▶ **Given task**
Leave out the pictures and copy the remaining records exactly.

— START OF Data for the task —

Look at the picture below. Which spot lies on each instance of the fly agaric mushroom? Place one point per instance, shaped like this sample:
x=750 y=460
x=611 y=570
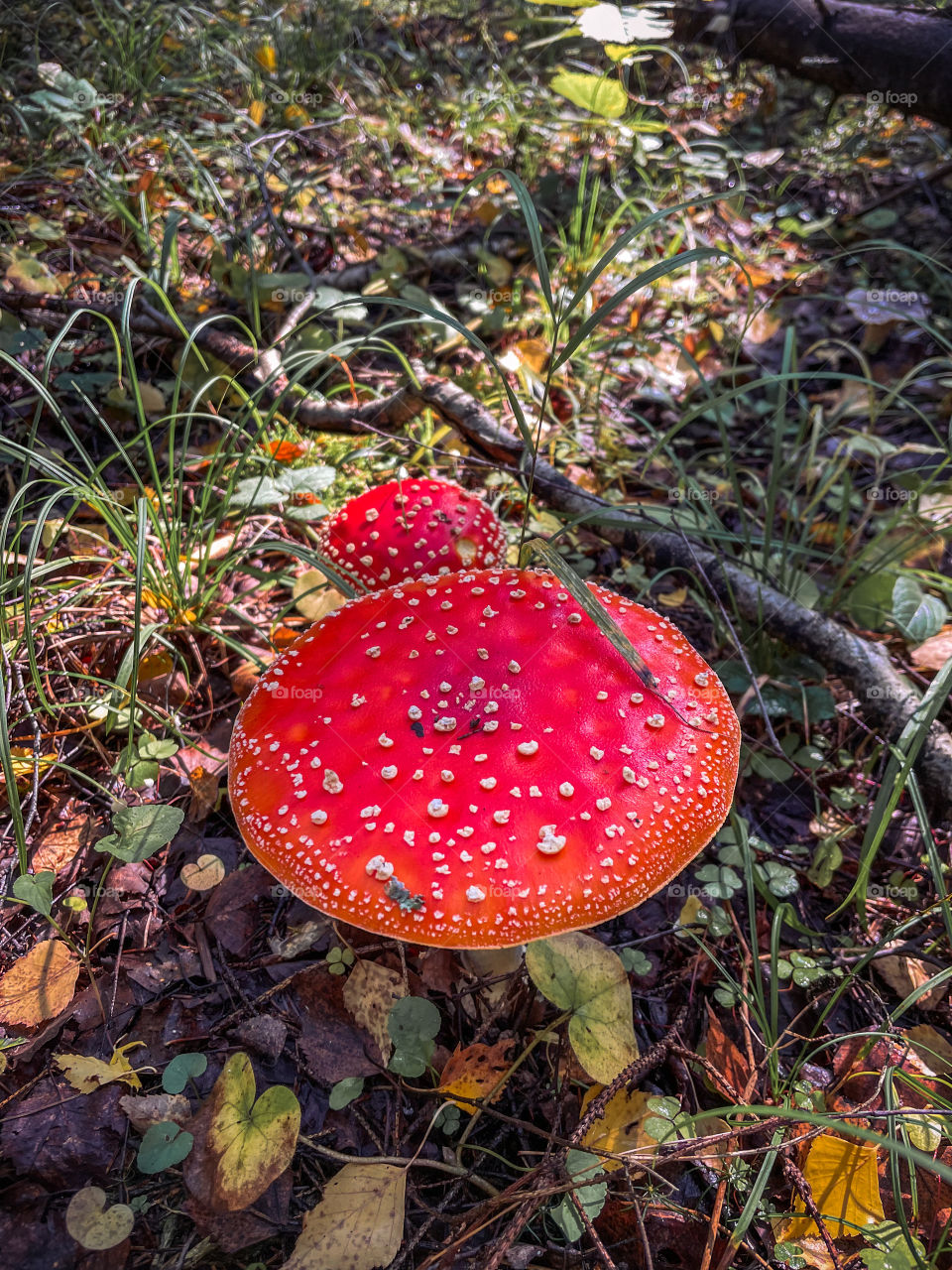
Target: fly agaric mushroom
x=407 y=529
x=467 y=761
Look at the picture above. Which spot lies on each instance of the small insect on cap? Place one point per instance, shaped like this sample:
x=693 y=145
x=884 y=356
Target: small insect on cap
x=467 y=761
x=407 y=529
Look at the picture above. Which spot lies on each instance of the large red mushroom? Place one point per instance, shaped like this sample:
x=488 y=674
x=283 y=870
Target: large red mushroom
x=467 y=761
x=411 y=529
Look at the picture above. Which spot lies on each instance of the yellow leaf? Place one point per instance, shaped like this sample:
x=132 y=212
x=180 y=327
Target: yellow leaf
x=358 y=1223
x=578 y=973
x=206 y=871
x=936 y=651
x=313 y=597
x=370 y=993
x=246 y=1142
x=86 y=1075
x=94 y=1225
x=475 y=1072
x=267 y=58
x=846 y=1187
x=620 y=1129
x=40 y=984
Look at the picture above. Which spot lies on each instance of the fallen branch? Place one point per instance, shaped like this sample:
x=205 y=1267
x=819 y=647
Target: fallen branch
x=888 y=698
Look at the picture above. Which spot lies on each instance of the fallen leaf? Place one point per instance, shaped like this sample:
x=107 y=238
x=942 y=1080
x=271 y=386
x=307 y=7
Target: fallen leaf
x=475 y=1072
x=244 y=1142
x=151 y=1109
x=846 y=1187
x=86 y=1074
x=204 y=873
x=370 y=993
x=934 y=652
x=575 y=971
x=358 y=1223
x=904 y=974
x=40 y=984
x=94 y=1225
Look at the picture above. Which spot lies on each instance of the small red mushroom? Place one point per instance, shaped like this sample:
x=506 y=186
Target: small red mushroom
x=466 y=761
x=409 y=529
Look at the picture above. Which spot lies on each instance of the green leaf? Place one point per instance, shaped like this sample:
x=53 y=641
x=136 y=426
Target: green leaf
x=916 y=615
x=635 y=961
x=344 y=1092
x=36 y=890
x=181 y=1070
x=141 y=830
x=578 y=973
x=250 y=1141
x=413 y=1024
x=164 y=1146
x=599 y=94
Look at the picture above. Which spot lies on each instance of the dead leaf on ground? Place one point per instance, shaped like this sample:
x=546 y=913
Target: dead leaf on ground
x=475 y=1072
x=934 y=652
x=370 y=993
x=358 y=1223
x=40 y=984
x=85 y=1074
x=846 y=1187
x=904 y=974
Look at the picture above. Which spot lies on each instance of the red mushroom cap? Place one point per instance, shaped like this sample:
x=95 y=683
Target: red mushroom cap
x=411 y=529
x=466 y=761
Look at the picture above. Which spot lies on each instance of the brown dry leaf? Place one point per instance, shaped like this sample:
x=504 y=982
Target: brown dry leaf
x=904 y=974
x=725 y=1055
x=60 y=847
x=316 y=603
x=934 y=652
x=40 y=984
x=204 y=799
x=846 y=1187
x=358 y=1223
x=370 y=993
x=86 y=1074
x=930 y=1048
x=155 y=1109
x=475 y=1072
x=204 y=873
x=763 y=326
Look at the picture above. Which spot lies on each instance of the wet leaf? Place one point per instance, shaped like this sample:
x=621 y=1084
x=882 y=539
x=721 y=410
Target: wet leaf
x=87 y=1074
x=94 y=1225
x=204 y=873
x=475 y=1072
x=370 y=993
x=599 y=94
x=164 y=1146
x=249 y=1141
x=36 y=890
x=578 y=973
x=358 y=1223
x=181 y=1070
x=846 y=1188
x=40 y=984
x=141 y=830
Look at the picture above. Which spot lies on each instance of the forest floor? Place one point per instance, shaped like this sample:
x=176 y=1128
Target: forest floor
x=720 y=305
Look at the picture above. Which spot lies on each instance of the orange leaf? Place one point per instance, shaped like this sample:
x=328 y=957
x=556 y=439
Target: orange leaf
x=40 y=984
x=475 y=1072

— END OF Data for the task —

▶ **Full solution**
Look at the picture below. Which spot lies on each instance of the fly agaric mushroom? Place one point per instance, shaped like this sample:
x=750 y=460
x=611 y=570
Target: fly agaric mushroom
x=407 y=529
x=467 y=761
Look at the picture above. Which spot lies on each instance of the small insect on cap? Place one point per instance, shaped like this sample:
x=693 y=145
x=884 y=356
Target: small insect on cap
x=467 y=761
x=407 y=529
Look at the picture above. Which spot lies on each instance of the large red mushroom? Place one point per instance, shaped like this sample:
x=488 y=674
x=283 y=870
Target: large red mushroom
x=467 y=761
x=411 y=529
Look at the picture above. Which spot lies on each instance of the yellow leaf? Place one point per instance, shaped like this sample:
x=132 y=212
x=180 y=327
Target: yellow leaf
x=358 y=1223
x=578 y=973
x=206 y=871
x=936 y=651
x=313 y=597
x=370 y=993
x=246 y=1142
x=86 y=1075
x=94 y=1225
x=475 y=1072
x=267 y=58
x=846 y=1187
x=620 y=1129
x=40 y=984
Look at the picture above. Which spot lies on each instance of the fallen branch? Place one point per instance, shaped like this sample:
x=205 y=1267
x=819 y=647
Target: fallen branch
x=888 y=698
Look at the picture above. Which spot lies on each instance of the fallen leaf? Place one point per instance, shaped like this sample:
x=107 y=238
x=942 y=1080
x=271 y=386
x=307 y=7
Target: fallen leaf
x=475 y=1072
x=244 y=1142
x=151 y=1109
x=846 y=1187
x=86 y=1074
x=204 y=873
x=370 y=993
x=934 y=652
x=575 y=971
x=358 y=1223
x=904 y=974
x=40 y=984
x=94 y=1225
Look at the picture above. Which spot lies on each instance of the small red mushroom? Place one point per instance, shaped like this sample:
x=506 y=186
Target: small red mushroom
x=466 y=761
x=409 y=529
Look at the picture above. Which spot lies on each instance of the green leaf? Place one point per instance, shaped like this sample:
x=53 y=641
x=136 y=426
Target: green leaf
x=916 y=615
x=635 y=961
x=344 y=1092
x=36 y=890
x=181 y=1070
x=141 y=830
x=578 y=973
x=250 y=1141
x=413 y=1024
x=164 y=1146
x=599 y=94
Look at the picture above. Which spot lies on each instance of the dead leaf on ground? Place one point per instance, shaped like this sample:
x=546 y=913
Target: dead leaf on ground
x=475 y=1072
x=934 y=652
x=370 y=993
x=358 y=1223
x=40 y=984
x=85 y=1074
x=846 y=1187
x=904 y=974
Look at the picture above. Which spot lies on each instance of the red mushroom cap? Place one point per instance, shaped like this sample:
x=95 y=683
Target: red mushroom cap
x=411 y=529
x=466 y=761
Look at the picture above. Which spot lies on each instance of the brown dry leaf? Place one point per instance, shaped like this sample:
x=504 y=982
Target: brown dry leaf
x=904 y=974
x=725 y=1055
x=60 y=847
x=316 y=603
x=934 y=652
x=40 y=984
x=204 y=799
x=846 y=1187
x=358 y=1223
x=370 y=993
x=86 y=1074
x=930 y=1048
x=155 y=1109
x=475 y=1072
x=204 y=873
x=763 y=326
Look at the picture above. Which spot lies on each instance of the wet leaf? Place one point per instance, shaped like this sample:
x=621 y=1084
x=882 y=539
x=721 y=410
Target: wet leaf
x=87 y=1074
x=94 y=1225
x=204 y=873
x=475 y=1072
x=370 y=993
x=599 y=94
x=164 y=1146
x=249 y=1141
x=36 y=890
x=578 y=973
x=358 y=1223
x=181 y=1070
x=846 y=1188
x=40 y=984
x=141 y=830
Look at the picture above. Which spot lies on each instance of the forest floor? Place one point per instance, shaped like this sample:
x=176 y=1128
Target: forest floor
x=720 y=305
Look at the picture above. Which spot lies on each instance of the orange leaf? Place one point per instance, shaped like this sample:
x=328 y=957
x=556 y=439
Target: orange leaf
x=40 y=984
x=475 y=1072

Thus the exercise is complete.